Your assignment:
Return, from the lines below, each one that includes the word "instance".

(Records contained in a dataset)
· · · · · · ·
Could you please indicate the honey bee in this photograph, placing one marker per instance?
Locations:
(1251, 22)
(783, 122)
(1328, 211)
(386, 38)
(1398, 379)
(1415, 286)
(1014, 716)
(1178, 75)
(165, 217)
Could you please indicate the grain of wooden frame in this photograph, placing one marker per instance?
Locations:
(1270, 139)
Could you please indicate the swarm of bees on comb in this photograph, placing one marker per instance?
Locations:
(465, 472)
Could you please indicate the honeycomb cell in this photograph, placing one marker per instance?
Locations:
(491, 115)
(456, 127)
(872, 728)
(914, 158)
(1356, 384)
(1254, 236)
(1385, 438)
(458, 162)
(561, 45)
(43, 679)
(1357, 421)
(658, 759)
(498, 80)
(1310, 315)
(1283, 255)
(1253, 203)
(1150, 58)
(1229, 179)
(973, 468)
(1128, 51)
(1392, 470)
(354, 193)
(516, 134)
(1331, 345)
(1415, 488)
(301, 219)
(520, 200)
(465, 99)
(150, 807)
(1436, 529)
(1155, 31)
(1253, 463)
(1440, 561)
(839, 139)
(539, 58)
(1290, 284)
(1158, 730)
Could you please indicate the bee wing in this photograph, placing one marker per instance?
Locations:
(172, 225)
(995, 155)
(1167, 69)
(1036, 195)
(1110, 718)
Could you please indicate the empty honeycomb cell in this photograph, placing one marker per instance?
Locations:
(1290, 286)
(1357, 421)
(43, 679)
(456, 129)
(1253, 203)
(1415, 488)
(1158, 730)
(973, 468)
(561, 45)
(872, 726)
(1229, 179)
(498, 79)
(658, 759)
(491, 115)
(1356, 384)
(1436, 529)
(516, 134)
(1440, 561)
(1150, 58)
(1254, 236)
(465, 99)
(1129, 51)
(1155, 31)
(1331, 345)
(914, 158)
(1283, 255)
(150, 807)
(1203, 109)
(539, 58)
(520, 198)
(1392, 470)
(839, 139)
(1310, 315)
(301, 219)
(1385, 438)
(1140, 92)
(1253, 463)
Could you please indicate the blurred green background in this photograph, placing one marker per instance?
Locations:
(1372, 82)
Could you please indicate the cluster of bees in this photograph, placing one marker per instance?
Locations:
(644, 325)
· · · · · · ·
Output for this exercise:
Could you please indicate the honey bee in this photograph, placing one marker per instance?
Could you please indicate the grain of wooden frame in this photograph, placing one marker per instance?
Could you please indicate the swarm of bees on comb in this photograph, placing one marker per instance?
Could you please indicate the honeycomb cell in this photograph, placing one marker per instance?
Could you please indicate the bee wing in this photograph, placing one marker per instance?
Could you please indicate the empty honeycomb cell in this photograph, placing one marker per instance?
Could you please indicate the blurred green background in this photograph, placing one marker per instance?
Could you please indicate the cluster of bees in this photograph, placing one marker per instance?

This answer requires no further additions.